Chef Indrajith, ISSO

Dishes of succulent and vibrant seafood paired with natural elements from herbs and plants, fruit that vividly striking becomes a work of art. A chef’s canvas is his plate, and his creation, that of beauty, observed and consumed by his spectators. ISSO’s Chef Indrajith creatively curates the Brunner Menu that comprises a collection of dishes that are not only aesthetic but designed through careful consideration and scientific experimentation, a testing of flavours that osmoses through each other and tantalize one’s taste-buds.

We find, in his menu, a series of culinary works of art that are intrinsic to ISSO’s identity, yet decidedly innovative – a collection of Sri Lanka’s best seafood and spices while simultaneously, an inventive concept that presents alternate tastes; each dish, aesthetically and artistically culminated. In our conversation with Chef Indrajith, we discuss his journey in the industry, his perspective on the culinary arts and representing the nuanced identities of ISSO’s cuisine.

Throughout the process of our conversation, the Chef cooked, plated and created a series of three dishes from the Brunner Menu as well as ISSO’s signature dish, the decadent Jaffna Prawn Curry, made through an infusion of Sri Lankan herbs and spices. Served during the hours of 8AM to 11AM, some of the dishes that make up the Brunner Menu are the Smoked Salmon on bread, laid out with avocado salsa and mascarpone cheese, a brilliantly coloured dish of Tropical Pavlova filled with a jackfruit crème, a mix of coconut and the panden leaf, the Prawn Benny – a culmination of prawns, lettuce, poached egg and hollandaise or béarnaise sauce as well as micro-herbs, laid inside a giant croissant enhanced by a fennelac compote made of fennel buds and leaves, mixed with balsamic vinegar.

:: Material ::
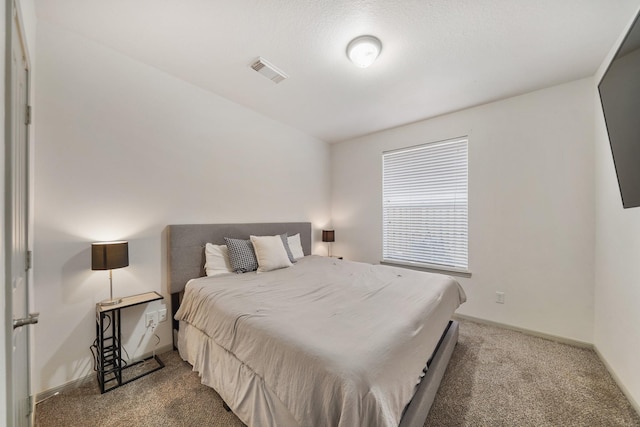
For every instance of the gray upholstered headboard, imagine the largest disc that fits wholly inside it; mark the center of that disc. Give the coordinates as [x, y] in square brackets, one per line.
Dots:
[186, 244]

:: To be done ::
Set down word for word everything in the Chef Indrajith piece above, from "We find, in" down to "of ISSO’s cuisine.".

:: Written solution ::
We find, in his menu, a series of culinary works of art that are intrinsic to ISSO’s identity, yet decidedly innovative – a collection of Sri Lanka’s best seafood and spices while simultaneously, an inventive concept that presents alternate tastes; each dish, aesthetically and artistically culminated. In our conversation with Chef Indrajith, we discuss his journey in the industry, his perspective on the culinary arts and representing the nuanced identities of ISSO’s cuisine.